TASK STATEMENT: Search the data for the string "white" and extract every line where it appears.
----------
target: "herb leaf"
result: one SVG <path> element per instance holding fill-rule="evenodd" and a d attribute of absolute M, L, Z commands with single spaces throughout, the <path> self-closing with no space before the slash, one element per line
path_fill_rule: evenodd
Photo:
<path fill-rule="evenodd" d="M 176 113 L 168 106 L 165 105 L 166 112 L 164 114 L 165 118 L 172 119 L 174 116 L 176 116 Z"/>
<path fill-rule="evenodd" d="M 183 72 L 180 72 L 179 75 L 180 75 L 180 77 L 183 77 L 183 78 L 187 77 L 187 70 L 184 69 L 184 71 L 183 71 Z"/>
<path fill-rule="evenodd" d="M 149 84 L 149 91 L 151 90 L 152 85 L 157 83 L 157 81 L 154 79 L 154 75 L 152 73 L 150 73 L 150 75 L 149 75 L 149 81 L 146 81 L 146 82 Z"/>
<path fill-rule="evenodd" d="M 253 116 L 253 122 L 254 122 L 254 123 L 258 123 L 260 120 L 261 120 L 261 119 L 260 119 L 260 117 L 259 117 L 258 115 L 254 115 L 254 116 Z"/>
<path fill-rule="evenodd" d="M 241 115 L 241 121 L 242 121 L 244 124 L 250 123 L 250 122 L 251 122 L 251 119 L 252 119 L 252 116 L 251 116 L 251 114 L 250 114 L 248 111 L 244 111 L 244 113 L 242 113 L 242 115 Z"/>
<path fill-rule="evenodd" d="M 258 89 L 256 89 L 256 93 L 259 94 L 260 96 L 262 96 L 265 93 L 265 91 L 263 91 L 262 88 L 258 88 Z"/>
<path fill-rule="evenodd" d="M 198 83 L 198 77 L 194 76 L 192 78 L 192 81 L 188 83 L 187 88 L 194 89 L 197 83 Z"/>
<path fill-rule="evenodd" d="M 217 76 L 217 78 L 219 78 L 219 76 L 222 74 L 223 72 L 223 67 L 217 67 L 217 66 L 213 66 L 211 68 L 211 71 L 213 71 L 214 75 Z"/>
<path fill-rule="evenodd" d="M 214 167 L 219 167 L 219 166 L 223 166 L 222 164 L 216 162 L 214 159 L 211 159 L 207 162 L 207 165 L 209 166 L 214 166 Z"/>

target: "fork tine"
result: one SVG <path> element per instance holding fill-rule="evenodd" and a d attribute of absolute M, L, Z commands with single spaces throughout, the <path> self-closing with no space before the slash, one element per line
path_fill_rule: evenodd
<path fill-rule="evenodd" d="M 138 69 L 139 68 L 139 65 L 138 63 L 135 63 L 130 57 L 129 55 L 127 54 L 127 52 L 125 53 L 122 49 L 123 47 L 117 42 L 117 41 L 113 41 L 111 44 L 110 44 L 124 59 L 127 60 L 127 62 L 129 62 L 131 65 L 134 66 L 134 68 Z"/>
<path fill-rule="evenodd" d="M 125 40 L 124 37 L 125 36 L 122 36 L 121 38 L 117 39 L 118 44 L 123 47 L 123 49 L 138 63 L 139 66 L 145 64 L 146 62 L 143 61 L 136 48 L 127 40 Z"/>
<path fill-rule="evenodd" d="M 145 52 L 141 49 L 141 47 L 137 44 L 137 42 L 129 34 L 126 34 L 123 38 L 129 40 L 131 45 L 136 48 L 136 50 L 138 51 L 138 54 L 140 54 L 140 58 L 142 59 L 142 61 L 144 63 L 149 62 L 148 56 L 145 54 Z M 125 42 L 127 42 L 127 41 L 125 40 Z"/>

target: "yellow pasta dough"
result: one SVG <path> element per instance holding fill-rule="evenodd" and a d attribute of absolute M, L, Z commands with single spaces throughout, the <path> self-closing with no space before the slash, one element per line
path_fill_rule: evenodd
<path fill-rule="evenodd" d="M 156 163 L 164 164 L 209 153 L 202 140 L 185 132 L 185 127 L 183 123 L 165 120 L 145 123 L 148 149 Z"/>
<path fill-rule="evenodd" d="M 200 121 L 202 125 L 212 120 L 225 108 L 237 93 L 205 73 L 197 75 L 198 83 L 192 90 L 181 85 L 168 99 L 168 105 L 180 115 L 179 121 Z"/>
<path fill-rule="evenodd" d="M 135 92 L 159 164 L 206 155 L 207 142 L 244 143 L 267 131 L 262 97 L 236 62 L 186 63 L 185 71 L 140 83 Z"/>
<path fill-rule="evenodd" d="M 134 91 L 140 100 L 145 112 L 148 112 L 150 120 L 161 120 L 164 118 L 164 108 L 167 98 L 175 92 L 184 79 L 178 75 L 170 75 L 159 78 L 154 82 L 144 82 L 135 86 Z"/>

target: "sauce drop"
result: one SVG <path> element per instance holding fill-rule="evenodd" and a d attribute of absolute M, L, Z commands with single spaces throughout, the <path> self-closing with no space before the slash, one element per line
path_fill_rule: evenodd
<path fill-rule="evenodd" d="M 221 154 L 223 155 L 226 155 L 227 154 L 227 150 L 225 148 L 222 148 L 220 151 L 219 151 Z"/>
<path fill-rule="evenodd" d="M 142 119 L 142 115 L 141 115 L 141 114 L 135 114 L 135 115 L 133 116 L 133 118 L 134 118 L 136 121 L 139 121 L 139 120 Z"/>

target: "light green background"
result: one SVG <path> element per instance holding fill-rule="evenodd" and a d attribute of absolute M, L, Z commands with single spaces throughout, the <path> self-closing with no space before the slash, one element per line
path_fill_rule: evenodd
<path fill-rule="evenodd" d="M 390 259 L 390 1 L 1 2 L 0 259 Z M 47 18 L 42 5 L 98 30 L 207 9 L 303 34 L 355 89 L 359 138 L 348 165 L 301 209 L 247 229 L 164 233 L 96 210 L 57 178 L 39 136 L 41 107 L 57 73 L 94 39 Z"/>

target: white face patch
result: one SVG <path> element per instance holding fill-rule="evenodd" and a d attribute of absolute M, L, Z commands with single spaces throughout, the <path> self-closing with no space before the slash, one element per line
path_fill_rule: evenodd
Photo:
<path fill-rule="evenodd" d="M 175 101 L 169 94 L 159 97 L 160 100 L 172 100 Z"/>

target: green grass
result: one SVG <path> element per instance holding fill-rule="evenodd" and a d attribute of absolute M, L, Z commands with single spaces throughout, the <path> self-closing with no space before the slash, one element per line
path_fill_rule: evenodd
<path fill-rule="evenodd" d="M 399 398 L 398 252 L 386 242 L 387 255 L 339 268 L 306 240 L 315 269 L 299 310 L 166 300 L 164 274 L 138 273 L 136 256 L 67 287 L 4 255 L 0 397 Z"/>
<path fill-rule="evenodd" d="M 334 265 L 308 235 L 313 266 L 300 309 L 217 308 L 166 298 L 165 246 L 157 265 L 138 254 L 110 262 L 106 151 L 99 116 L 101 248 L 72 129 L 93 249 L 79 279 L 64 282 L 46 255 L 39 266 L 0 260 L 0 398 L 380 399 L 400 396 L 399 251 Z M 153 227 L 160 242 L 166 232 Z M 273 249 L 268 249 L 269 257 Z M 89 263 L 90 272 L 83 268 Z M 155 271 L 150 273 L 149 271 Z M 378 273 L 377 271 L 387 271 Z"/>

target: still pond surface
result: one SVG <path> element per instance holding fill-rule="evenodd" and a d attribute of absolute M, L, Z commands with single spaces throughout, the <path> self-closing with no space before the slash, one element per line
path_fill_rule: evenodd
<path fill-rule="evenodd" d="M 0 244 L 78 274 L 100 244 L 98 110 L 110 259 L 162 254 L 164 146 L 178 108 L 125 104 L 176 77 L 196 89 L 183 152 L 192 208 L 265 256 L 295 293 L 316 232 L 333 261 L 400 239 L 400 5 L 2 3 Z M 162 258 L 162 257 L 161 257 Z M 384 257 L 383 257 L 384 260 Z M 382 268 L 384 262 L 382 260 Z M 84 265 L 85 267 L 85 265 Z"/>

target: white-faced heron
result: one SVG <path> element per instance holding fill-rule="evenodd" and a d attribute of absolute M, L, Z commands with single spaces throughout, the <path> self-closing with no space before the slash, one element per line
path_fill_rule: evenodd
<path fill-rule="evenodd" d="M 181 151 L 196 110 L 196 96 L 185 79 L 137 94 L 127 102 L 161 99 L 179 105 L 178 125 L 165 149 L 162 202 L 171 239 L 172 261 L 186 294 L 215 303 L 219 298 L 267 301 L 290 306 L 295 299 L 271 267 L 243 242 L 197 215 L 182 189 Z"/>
----------
SOLUTION:
target: white face patch
target: white-faced heron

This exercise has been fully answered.